● ENUNCIADO DA TAREFA
Indique, copiando-as por inteiro, todas as linhas abaixo que contêm a palavra "plastic". Maiúsculas e minúsculas devem ser diferenciadas.

===== DADOS A PROCESSAR =====

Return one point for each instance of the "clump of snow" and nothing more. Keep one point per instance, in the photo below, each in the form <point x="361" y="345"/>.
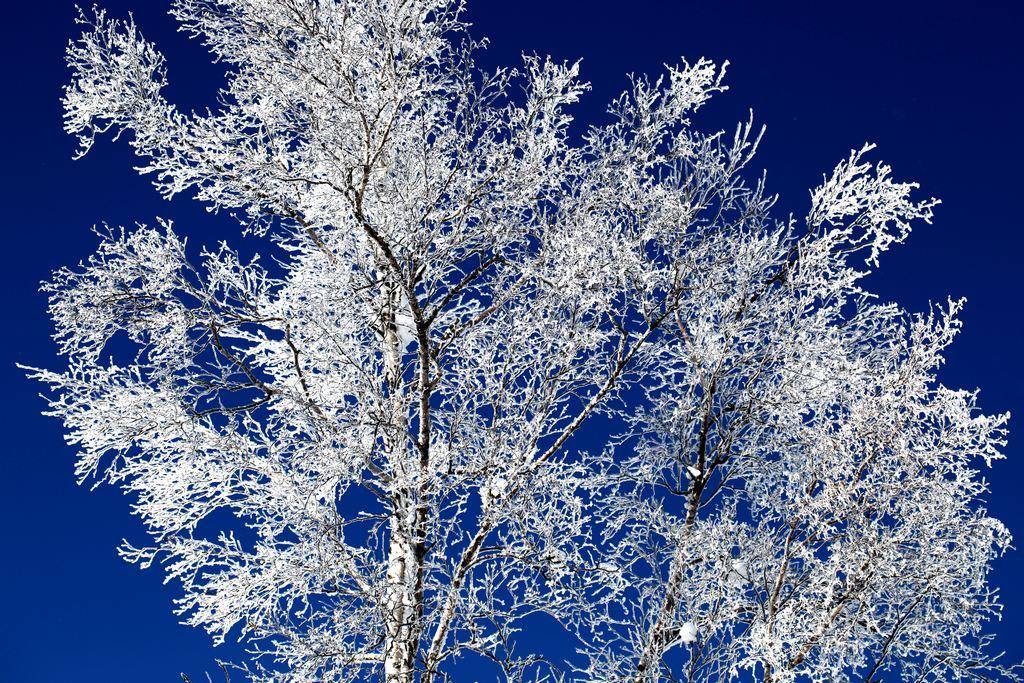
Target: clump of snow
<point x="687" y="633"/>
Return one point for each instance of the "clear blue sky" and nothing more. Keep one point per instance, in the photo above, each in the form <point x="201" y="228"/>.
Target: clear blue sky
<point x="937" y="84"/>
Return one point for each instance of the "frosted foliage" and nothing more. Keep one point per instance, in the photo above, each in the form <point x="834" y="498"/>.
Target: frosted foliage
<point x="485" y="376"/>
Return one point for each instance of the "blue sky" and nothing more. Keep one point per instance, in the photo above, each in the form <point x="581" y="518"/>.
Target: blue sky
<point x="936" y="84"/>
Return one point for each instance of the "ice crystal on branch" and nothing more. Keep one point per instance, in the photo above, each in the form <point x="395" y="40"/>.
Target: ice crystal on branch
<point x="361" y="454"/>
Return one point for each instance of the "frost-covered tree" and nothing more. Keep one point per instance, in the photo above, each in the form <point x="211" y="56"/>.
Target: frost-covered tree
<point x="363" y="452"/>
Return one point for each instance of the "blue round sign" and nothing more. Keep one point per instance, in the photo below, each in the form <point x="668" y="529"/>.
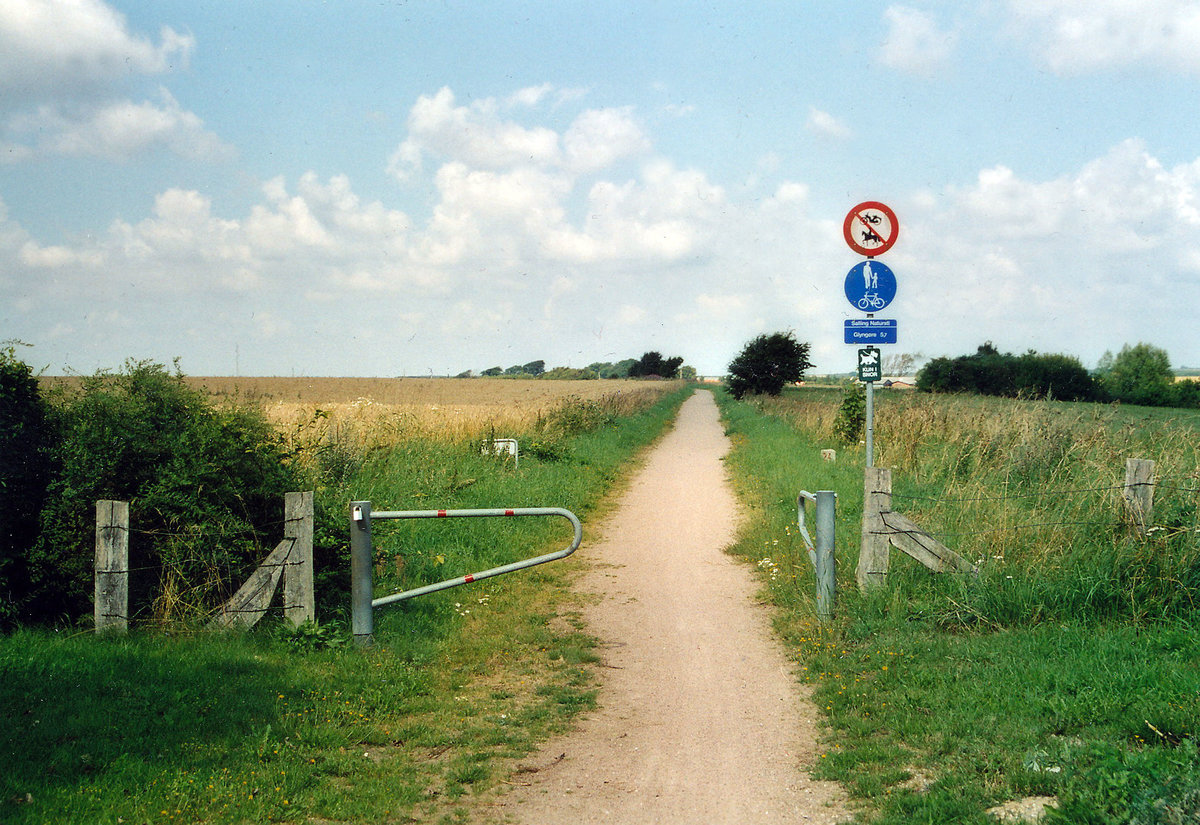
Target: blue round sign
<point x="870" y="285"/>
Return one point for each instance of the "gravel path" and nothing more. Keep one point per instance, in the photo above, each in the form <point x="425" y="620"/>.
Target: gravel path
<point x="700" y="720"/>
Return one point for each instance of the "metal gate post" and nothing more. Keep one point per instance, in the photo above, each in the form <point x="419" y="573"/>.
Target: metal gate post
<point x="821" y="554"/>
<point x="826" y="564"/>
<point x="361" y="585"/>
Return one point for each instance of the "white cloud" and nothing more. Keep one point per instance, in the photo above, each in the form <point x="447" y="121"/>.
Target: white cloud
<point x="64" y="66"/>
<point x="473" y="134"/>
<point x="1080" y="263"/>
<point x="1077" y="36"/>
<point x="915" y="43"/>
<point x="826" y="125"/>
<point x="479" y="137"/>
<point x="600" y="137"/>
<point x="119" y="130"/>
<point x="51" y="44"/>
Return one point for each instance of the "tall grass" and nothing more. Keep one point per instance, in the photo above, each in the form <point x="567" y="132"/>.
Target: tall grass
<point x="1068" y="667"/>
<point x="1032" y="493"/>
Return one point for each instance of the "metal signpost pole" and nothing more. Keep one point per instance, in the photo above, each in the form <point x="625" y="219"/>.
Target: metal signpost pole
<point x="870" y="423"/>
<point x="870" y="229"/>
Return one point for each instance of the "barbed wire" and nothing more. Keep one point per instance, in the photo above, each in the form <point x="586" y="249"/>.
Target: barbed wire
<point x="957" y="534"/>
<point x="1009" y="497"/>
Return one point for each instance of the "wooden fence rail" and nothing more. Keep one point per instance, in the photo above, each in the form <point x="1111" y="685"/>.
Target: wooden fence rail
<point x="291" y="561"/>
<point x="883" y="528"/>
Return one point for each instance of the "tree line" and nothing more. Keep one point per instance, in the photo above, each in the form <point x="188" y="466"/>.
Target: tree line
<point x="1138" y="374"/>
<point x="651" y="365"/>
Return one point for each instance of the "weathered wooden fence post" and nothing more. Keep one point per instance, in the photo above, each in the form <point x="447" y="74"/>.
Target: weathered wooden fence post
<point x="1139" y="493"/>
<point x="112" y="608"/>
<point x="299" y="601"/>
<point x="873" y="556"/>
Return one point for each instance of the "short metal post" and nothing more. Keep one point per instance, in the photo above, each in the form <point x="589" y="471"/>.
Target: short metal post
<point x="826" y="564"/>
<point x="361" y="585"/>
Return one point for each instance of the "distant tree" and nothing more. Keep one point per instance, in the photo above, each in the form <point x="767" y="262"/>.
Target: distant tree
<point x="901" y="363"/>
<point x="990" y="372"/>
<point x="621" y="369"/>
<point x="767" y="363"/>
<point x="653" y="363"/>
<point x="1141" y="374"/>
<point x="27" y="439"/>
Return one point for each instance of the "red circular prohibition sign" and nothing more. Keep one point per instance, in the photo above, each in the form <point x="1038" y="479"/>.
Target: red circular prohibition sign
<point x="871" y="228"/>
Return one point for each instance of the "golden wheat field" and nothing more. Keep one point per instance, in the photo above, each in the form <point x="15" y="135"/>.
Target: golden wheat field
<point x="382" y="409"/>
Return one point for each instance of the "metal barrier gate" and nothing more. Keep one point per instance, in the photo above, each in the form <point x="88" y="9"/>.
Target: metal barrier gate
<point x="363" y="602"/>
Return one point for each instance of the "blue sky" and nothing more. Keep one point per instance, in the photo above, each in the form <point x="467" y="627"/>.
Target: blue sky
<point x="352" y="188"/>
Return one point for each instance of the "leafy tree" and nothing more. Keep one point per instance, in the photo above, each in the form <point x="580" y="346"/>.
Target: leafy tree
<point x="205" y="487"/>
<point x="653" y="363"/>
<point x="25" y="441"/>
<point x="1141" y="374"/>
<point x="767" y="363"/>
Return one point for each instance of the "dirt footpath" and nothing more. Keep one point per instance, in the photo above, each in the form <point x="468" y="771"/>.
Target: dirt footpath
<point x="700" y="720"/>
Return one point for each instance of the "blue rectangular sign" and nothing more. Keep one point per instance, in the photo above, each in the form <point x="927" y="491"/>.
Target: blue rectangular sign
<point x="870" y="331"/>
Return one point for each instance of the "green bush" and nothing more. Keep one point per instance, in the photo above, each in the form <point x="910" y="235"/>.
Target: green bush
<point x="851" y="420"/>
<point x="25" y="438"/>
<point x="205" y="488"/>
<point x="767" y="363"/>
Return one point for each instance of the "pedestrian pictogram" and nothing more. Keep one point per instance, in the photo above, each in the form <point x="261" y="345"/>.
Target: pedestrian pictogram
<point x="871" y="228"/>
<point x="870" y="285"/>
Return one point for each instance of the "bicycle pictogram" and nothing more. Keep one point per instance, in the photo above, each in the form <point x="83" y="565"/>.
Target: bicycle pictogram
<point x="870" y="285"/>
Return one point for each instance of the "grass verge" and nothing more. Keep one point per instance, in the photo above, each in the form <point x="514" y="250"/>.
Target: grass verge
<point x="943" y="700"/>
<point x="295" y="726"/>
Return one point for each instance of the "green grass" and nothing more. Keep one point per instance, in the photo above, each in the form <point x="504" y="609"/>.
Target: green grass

=====
===== DADOS A PROCESSAR =====

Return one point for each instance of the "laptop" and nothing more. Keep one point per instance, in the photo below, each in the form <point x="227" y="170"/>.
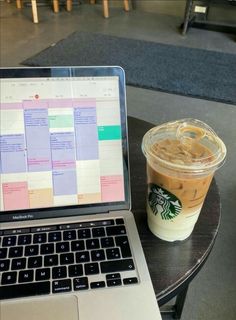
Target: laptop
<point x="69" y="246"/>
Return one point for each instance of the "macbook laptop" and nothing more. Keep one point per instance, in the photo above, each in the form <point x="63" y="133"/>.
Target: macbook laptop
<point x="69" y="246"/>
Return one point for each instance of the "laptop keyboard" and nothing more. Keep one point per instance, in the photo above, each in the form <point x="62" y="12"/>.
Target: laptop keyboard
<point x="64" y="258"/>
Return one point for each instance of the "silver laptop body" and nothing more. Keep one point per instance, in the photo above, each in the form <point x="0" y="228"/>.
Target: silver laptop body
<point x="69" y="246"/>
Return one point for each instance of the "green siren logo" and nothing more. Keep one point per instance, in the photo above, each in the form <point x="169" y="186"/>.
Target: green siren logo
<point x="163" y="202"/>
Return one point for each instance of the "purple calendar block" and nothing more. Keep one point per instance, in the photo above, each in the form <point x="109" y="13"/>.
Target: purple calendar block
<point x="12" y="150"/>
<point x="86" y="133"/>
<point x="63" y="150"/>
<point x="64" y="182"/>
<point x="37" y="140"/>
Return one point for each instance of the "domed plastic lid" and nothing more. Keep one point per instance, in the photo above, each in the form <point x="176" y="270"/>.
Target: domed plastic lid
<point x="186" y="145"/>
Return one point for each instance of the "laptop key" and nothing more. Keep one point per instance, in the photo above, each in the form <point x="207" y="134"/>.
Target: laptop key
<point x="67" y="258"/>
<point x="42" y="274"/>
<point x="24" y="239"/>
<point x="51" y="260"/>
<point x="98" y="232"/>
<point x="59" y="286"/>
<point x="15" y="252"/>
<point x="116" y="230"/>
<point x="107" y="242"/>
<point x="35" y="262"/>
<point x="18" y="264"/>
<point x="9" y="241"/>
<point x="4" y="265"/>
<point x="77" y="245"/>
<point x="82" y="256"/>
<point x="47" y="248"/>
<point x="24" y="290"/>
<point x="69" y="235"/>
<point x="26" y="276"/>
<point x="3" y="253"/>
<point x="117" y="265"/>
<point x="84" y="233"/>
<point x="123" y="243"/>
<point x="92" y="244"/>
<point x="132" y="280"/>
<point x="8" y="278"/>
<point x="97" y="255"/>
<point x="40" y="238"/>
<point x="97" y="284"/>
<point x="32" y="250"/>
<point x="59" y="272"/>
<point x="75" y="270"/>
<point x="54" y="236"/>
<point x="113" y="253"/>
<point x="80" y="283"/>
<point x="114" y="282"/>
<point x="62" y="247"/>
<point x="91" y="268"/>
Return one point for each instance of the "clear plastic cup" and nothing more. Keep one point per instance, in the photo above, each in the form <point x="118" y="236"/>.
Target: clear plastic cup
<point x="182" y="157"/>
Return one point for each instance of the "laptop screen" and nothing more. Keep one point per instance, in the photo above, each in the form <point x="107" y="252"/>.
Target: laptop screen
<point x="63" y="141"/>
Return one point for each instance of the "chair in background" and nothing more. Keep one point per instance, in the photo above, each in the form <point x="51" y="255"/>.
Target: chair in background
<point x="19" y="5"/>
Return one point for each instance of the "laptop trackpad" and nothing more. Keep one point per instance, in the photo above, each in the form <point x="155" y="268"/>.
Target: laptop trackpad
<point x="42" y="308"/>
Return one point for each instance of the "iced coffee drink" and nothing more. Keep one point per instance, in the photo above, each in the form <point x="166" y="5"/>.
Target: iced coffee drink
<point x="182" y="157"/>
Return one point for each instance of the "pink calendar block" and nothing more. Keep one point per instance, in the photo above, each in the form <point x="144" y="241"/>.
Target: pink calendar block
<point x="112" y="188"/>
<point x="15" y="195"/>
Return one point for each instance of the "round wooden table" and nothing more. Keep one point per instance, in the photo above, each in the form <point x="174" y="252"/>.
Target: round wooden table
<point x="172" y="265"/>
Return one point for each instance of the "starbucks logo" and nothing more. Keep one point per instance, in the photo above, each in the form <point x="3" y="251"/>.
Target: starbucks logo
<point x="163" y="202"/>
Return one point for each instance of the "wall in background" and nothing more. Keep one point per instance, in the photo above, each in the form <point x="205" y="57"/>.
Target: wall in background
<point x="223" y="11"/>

=====

● RESPOSTA COMPLETA
Return one point for each instance of the "domed plastic lid" and nothing more. Keep one point per instance, in the photo above, each in the form <point x="176" y="270"/>.
Target: domed plastic lid
Return one point for each instance of the "clear plastic cup" and nothing more. Keep one point per instance, in the photo above, each in the form <point x="118" y="236"/>.
Target: clear plastic cup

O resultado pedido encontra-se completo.